### TASK BRIEF
Continue the passage on Elijah Anderson's "culture of decency" and "culture of the street," picking up after its last sentence.

### DOCUMENT TEXT

--

The black community has long been split between what sociologist Elijah Anderson calls “the culture of decency” and “the culture of the street.” The former values the same things as most middle- and working-class Americans: close if not invariably traditional nuclear families, financial stability, religion, the work ethic, and getting ahead. It disapproves of that which middle America disapproves: crime, drug abuse, and teenage pregnancy.
The culture of the street is disdainful of conventional values such as marriage and sexual restraint. Within the peer group, often a neighborhood gang, sexual conquest provides impoverished young black men with a libidinous outlet, reinforces masculine identity, and enhances their standing. Marriage and good providership do not. The object, writes Anderson, is to smoothly “play” the girls but never to “play house.” They hit on vulnerable, naive, and often fatherless young women and then run, maintaining personal freedom and independence from matrimonial ties. When such ties exist, they are on the young man’s terms.

--

### RECORDS SHOWN
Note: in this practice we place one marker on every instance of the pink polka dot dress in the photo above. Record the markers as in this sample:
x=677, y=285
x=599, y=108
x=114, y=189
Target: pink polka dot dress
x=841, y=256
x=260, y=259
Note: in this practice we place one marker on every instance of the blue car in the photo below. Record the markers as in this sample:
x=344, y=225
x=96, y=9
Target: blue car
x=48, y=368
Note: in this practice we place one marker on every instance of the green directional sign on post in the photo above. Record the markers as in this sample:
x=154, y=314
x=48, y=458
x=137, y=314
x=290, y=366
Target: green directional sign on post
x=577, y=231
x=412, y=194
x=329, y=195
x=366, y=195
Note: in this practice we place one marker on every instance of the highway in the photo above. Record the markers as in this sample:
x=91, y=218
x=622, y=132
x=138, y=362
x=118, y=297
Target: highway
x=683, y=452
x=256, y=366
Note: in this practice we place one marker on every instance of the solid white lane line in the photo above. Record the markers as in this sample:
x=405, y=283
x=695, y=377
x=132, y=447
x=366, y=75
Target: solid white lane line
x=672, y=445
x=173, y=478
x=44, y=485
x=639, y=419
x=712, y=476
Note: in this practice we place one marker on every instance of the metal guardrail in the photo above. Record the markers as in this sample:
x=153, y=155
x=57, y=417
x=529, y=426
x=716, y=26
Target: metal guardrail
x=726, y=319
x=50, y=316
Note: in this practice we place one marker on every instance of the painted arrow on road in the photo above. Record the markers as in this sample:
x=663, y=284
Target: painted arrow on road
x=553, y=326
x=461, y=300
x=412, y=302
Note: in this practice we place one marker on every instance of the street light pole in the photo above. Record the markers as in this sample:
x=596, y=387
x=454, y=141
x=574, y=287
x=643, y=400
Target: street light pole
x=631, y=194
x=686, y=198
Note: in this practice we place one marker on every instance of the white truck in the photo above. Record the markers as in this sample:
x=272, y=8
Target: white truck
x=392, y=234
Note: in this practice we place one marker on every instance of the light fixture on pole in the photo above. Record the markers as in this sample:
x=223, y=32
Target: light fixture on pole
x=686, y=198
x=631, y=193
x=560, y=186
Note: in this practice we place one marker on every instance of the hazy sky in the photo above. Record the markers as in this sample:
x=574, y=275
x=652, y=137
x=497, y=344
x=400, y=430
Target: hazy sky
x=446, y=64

--

### TASK RESULT
Sending fewer black men to prison, in short, is not going to solve the problem by itself. Black families are in trouble for many reasons, among them labor-market changes, a legacy of welfare dependency, racial and class segregation, and the inversion of traditional values, both within the street culture of the ghetto and the larger, eroticized, commercial culture of the mass media. It isn’t enough to keep young men eligible for marriage by keeping them out of jail. They also need jobs and the will to keep at those jobs and to base family life on them.
Yet there is good statistical evidence that the low ratio of marriageable black males to females, exacerbated by the drug war and the sentencing revolution of the 1980s and 1990s, has encouraged illegitimacy and family disruption. Robert Sampson, who analyzed census data from 171 cities, found that “the strongest predictor by far” of black family disruption was the gender ratio, followed by black male employment. Family disruption, Sampson hypothesized, gives rise to violence, which reduces the effective gender ratio directly (census takers don’t count dead men) and indirectly through imprisonment, which simultaneously hurts male job prospects.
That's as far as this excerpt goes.